[Collected data]
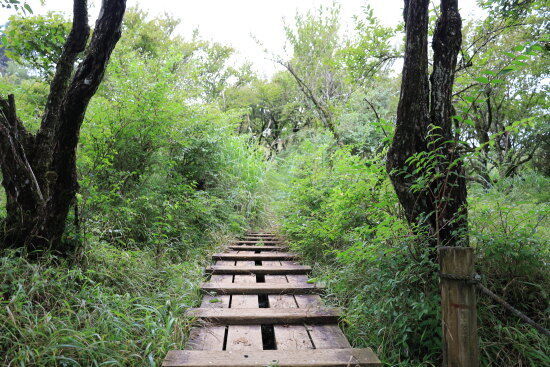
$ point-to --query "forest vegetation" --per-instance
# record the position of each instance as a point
(178, 150)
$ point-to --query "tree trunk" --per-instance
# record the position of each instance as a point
(412, 117)
(39, 172)
(437, 207)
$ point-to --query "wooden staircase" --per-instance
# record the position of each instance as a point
(260, 310)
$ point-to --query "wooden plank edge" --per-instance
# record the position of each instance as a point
(265, 270)
(349, 357)
(262, 288)
(254, 316)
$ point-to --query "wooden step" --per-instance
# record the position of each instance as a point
(281, 358)
(256, 248)
(262, 316)
(261, 288)
(267, 242)
(254, 257)
(270, 270)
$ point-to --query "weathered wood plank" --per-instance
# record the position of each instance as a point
(327, 337)
(308, 300)
(256, 248)
(263, 269)
(244, 337)
(253, 256)
(279, 300)
(267, 242)
(253, 316)
(287, 337)
(261, 288)
(282, 358)
(206, 338)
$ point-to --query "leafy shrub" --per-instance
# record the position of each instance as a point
(341, 213)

[WHAT YOU WILL DO]
Your response should be made up of the lines in the data that contain the word "wooden".

[YOUR RESPONSE]
$ point-to --query "wooden staircase" --per-instance
$ point-to --query "wooden plank edge" --per-instance
$ point-to --query "wooden step" --per-instance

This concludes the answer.